To do ::
In the River Hills Plantation excerpt below, by what percentage did basic lot prices rise between 1971 and 1972?

Excerpt ::
☆ ☆ ☆ ☆ ☆ ☆ ☆

Lots were selling well. Building permits were being issued, houses were being built. Lot prices were rising. Basic lot prices rose 175% and fairway lots rose by 160% between 1971 and 1972. Bluff Villas were selling well and Phase II was started. . In the mean time plans for medium rise, 3 to 4 story garden apartment type condominiums, like those on Hilton Head, were being discussed for South Point and Commodore Point. River Hills Plantation marketing led the way. It defined the life styles:

'The Villas vs. the patio home vs. the homesite' 'Three separate, distinct, and satisfying ways to live. In one distinctive 884-acre world. In River Hills Plantation, you can choose Bluff Villas, our charming condominiums overlooking Lake Wylie and Moore's Landing Marina/Racquet Club.

Or our patio homes, unique, country-contemporary residences in which a private courtyard replaces the traditional lawn. Or lovely homesites set into pine and hardwood forests. You will find one that is your own place to call home.

☆ ☆ ☆ ☆ ☆ ☆ ☆

Supplied material ::
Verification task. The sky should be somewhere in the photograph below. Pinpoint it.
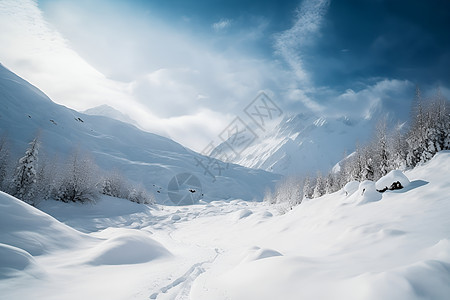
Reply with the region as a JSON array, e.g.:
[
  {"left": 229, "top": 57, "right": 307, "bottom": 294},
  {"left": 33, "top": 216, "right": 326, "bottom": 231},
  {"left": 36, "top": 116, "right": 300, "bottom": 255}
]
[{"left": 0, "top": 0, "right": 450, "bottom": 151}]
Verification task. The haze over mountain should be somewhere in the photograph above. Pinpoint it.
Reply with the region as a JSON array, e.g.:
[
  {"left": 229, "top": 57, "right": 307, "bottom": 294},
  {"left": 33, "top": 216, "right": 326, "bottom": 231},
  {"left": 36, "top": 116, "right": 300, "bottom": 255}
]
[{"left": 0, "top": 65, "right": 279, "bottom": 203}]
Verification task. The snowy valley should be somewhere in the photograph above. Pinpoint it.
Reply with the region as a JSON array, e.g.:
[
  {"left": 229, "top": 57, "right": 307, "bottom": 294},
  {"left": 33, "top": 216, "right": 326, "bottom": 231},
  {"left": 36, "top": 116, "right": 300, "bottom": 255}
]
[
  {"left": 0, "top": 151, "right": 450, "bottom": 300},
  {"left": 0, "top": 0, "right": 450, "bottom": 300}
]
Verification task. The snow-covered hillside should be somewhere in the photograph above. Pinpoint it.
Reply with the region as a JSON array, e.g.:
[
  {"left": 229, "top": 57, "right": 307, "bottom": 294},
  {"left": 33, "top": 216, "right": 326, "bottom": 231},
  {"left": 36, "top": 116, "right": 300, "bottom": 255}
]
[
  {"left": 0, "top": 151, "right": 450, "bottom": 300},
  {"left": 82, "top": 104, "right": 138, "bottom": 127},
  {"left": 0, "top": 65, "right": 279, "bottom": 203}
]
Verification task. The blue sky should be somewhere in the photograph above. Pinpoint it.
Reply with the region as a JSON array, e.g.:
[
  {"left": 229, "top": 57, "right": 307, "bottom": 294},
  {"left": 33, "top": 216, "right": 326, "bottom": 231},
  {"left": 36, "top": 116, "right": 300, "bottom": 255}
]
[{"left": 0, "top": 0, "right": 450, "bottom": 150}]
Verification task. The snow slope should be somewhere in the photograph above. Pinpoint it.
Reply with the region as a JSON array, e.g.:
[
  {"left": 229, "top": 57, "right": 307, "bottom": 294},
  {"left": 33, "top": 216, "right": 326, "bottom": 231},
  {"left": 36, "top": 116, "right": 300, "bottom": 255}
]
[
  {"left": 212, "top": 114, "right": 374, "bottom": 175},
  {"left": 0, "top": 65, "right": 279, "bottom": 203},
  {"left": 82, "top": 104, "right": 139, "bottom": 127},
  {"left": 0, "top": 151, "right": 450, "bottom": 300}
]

☆ ☆ ☆ ☆ ☆ ☆ ☆

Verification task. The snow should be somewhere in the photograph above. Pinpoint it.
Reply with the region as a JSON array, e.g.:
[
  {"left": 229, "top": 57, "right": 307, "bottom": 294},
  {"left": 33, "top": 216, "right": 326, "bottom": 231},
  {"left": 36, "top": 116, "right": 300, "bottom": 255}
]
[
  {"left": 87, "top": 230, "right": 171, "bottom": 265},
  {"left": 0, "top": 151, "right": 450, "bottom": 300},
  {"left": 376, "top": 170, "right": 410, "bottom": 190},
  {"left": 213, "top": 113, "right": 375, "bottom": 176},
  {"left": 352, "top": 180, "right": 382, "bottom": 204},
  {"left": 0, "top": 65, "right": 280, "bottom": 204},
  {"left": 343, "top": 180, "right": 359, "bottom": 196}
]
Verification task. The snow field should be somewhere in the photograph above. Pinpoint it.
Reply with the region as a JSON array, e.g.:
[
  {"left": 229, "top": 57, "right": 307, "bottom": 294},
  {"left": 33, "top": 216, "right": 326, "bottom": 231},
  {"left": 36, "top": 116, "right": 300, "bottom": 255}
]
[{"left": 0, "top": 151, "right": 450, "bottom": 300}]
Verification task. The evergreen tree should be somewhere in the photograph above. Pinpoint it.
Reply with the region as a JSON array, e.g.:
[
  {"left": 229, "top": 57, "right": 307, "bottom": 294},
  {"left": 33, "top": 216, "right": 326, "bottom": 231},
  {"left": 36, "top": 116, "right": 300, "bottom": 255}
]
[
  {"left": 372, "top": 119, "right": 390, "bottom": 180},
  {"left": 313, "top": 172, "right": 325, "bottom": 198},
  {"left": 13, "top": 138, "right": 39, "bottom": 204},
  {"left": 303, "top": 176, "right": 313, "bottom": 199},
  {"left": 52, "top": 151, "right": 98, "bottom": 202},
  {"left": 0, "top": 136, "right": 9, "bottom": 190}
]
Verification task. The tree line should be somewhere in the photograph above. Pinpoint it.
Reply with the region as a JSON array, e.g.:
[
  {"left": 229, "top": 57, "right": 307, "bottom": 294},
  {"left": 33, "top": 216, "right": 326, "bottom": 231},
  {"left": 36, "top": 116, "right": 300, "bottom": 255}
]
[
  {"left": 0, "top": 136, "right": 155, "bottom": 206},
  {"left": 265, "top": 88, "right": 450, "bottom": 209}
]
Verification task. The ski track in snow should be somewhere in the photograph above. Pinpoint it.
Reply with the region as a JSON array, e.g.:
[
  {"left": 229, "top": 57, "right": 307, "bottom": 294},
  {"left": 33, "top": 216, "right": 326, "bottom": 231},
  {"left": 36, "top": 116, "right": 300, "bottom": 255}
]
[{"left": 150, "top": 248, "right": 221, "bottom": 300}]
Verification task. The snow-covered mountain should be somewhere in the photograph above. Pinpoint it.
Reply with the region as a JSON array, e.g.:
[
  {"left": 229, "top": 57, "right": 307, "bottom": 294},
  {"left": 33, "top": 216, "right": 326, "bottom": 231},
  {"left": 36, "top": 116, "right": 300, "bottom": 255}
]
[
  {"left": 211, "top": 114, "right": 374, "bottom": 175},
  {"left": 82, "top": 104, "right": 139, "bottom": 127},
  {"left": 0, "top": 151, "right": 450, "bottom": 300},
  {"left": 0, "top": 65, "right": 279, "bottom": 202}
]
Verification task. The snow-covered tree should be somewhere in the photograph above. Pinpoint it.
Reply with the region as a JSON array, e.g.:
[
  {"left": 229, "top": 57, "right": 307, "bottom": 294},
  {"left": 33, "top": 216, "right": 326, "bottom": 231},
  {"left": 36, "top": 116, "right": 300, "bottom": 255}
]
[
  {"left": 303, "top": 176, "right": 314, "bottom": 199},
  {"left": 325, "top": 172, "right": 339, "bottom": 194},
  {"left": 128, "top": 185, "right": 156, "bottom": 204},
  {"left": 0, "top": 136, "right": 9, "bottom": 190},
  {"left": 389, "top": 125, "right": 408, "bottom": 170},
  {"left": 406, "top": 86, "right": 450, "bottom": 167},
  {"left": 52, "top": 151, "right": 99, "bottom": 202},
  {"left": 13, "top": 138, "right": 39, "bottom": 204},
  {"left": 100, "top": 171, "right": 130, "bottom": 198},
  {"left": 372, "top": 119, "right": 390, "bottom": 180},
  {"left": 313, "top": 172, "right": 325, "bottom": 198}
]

☆ ☆ ☆ ☆ ☆ ☆ ☆

Response ::
175%